**Work request:** Everything from the first line of the records to the line containing "[locate] the black plastic", inclusive, is to be extracted exactly, and nothing more.

**Records shown:**
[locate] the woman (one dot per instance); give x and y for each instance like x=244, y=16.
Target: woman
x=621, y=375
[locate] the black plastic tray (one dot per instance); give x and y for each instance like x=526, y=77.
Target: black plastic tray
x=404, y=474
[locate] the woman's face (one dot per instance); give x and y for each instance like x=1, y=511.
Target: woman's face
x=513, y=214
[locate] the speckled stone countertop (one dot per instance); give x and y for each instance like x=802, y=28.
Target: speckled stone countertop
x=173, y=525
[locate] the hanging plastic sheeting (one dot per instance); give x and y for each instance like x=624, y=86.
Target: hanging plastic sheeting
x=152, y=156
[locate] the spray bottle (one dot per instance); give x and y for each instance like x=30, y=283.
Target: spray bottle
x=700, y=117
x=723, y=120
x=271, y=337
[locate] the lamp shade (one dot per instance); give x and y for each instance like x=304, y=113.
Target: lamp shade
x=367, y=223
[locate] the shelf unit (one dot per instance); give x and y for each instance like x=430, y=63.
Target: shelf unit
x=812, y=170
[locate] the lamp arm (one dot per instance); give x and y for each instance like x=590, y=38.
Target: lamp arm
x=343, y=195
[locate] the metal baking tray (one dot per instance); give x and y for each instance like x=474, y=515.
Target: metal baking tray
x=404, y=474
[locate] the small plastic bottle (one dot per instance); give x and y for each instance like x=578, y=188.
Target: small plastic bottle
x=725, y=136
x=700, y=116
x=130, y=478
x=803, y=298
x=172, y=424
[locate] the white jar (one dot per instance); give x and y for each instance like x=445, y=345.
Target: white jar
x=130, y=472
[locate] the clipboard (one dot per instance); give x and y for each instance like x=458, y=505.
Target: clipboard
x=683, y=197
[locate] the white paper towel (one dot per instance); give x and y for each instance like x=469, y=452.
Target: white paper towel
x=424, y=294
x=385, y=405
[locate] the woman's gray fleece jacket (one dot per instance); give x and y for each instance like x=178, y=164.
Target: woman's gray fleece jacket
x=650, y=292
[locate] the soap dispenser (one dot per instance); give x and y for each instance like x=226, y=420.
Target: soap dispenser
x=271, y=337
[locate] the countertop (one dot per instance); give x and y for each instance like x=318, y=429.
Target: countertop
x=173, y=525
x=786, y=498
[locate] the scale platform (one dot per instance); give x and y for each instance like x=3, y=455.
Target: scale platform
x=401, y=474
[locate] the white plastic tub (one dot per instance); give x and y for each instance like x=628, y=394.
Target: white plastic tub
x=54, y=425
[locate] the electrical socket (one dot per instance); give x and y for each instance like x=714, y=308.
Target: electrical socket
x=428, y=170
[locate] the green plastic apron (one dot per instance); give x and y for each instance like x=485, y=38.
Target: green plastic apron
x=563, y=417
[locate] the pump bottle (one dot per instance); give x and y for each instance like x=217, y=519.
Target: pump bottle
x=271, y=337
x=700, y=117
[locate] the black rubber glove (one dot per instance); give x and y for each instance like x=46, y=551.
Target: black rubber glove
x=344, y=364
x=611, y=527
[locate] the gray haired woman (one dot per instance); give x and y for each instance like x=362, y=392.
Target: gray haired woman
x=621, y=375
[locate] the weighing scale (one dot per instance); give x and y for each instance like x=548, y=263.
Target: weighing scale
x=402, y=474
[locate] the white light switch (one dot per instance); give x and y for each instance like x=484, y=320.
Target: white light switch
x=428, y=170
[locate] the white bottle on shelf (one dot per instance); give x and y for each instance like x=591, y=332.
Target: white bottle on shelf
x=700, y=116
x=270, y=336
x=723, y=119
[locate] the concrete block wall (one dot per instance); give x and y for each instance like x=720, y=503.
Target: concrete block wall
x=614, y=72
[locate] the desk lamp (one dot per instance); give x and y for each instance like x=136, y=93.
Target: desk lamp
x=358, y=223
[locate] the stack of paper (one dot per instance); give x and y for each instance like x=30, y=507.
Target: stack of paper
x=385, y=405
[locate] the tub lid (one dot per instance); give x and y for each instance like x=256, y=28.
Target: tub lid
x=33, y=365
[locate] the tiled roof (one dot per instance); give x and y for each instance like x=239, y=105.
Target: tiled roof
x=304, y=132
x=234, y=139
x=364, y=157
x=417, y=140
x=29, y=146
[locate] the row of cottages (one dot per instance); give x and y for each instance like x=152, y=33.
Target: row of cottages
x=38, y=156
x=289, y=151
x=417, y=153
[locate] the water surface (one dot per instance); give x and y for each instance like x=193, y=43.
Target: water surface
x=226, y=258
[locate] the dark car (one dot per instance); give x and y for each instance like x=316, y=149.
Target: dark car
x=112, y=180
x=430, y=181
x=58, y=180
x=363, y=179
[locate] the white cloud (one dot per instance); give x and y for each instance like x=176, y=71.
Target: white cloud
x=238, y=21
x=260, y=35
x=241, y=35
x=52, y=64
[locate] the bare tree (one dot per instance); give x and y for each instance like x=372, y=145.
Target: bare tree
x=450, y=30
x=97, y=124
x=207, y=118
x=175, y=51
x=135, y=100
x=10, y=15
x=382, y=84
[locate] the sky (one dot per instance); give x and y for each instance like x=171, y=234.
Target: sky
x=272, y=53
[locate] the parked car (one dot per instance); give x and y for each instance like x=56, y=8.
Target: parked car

**Problem solution:**
[locate] the woman (one dot per instance); give x and y for each instance like x=244, y=16.
Target: woman
x=621, y=375
[locate] the black plastic tray (one dot per instance); give x and y for each instance like x=526, y=77.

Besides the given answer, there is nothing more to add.